== OBJECTIVE ==
Each record is to be transcribed exactly.

== SOURCE RECORDS ==
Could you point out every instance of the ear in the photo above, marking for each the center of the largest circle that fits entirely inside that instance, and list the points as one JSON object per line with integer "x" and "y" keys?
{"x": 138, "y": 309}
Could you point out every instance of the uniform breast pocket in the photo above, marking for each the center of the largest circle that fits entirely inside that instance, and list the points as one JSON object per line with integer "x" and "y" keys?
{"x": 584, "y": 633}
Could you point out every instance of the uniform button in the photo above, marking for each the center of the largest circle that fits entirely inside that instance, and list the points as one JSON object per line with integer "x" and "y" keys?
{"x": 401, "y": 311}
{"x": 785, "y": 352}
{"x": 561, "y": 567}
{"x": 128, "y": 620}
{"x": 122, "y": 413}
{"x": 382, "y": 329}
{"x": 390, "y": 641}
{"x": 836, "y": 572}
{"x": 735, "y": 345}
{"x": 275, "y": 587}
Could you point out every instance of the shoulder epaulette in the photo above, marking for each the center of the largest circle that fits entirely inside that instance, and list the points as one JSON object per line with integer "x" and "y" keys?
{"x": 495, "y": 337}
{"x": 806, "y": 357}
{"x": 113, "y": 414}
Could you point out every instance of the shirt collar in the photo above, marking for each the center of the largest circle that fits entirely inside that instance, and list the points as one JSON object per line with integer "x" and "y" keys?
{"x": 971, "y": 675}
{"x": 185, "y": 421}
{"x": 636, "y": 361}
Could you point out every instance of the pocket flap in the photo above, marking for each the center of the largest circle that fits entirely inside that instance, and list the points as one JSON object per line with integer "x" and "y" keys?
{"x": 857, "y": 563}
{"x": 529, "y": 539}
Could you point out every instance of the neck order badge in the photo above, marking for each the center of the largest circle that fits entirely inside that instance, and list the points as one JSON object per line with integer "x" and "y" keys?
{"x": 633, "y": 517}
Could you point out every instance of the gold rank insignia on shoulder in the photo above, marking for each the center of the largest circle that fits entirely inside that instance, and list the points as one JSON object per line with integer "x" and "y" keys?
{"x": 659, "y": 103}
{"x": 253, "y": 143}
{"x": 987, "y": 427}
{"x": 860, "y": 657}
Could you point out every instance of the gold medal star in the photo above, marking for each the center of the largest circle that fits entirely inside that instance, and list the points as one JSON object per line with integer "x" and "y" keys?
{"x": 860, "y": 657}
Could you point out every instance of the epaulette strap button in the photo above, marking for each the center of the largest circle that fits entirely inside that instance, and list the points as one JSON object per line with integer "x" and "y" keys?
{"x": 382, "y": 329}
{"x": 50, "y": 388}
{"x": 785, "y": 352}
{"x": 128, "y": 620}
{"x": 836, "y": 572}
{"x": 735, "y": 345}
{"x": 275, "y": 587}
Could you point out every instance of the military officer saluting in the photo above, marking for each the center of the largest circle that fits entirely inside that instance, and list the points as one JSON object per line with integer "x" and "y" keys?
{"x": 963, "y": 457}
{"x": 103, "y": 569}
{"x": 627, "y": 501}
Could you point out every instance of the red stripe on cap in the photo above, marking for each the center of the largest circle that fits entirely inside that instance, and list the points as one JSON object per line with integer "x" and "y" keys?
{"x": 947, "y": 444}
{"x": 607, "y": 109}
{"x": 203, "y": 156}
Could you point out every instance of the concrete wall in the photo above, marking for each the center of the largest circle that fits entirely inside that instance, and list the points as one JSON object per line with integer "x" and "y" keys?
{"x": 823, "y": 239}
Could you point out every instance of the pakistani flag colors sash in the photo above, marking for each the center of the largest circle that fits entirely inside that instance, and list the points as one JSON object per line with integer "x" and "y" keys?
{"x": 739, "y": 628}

== TASK RESULT ==
Could you point out every instance of the ear in the photo above, marking for each the center of the largest circle that fits entirely inside that instance, and list the points as one JSON object per line with integer "x" and "y" keys?
{"x": 138, "y": 309}
Could you point out every instance of the uniform breast pocket in the photo above, marking for each the center of the largest circle that fits entirely inside that instance, and list the points as one JSON object per line with integer "x" and "y" keys?
{"x": 584, "y": 633}
Could you point out every instance of the uniform button in the photo above, marking for each the center of the largest circle that fits entirely inside that instance, and list the points as one JSON object per line with integer "x" and "y" keys?
{"x": 401, "y": 311}
{"x": 785, "y": 352}
{"x": 561, "y": 567}
{"x": 128, "y": 620}
{"x": 122, "y": 413}
{"x": 382, "y": 329}
{"x": 390, "y": 641}
{"x": 836, "y": 572}
{"x": 735, "y": 345}
{"x": 275, "y": 587}
Could you point out every instance of the shoulder epaulette in the photo above, marking for each the center of the largest circle that fits entirely inside that instance, and list the points as one JSON object per line with integer "x" and "y" keys?
{"x": 495, "y": 337}
{"x": 806, "y": 357}
{"x": 113, "y": 414}
Could you point out every instance of the shirt collar in the photo above, marking for each the center of the largest circle that fits entirely inside that instance, and list the points as one JSON object per line with integer "x" and "y" keys?
{"x": 971, "y": 675}
{"x": 185, "y": 421}
{"x": 636, "y": 361}
Could you point out every instance of the pocket flap in the photo above, marking for each the center of the largest circle that fits entirely inside that instance, and list the points as one JSON object per line with integer "x" and "y" keys?
{"x": 857, "y": 563}
{"x": 529, "y": 539}
Could you point out every instance of the neck order badge in the photo above, marking for each the center of the largest circle that fits entirely inside that instance, and list the points as one JSON object per line with integer "x" and "y" keys?
{"x": 633, "y": 517}
Could you point out every instance of the gold rank insignia on shoulder in the photo above, marking for each the center of the largest circle that fits entirely inside that instance, and list the points as one JSON object per line with integer "x" and "y" keys?
{"x": 659, "y": 103}
{"x": 253, "y": 143}
{"x": 987, "y": 427}
{"x": 860, "y": 657}
Could you point out every instance of the gold medal star in the photo above, marking for each the center of the largest circle that fits entirely inside that instance, and list the points as one JSON object per line with integer "x" and "y" keys?
{"x": 860, "y": 657}
Could you point out every instance of the epaulette strap button in the photo above, marking for each the center of the largest circle that fits entirely inside that instance, and list the points as one JSON object per line with integer "x" and "y" keys?
{"x": 382, "y": 329}
{"x": 50, "y": 388}
{"x": 785, "y": 352}
{"x": 128, "y": 620}
{"x": 836, "y": 572}
{"x": 735, "y": 345}
{"x": 275, "y": 587}
Could you point out every instance of the military officer saluting in the photo above, marking for each the center of the largest circle that fits entirely inside that instance, and list the points as one JSON object per line with integer "x" and "y" keys?
{"x": 963, "y": 457}
{"x": 103, "y": 569}
{"x": 627, "y": 501}
Could you point out every instance of the red stripe on cap in the photo above, marking for each the center of the largest circle that fits entirely inside that instance, and list the points as one JSON object per line with integer "x" and "y" keys?
{"x": 947, "y": 444}
{"x": 607, "y": 109}
{"x": 203, "y": 156}
Could you point out every instance of the concrete wall in the photo above, marking for each the center of the largest circle that fits entirely inside that instance, and list the points as one JSON object per line with integer "x" and "y" keys?
{"x": 823, "y": 239}
Could you point out every instance of the pakistani flag colors sash in the photo above, marking for each the center of the largest circle that fits entirely inside that instance, and list the points as one JSON object per line with integer "x" and "y" keys?
{"x": 739, "y": 628}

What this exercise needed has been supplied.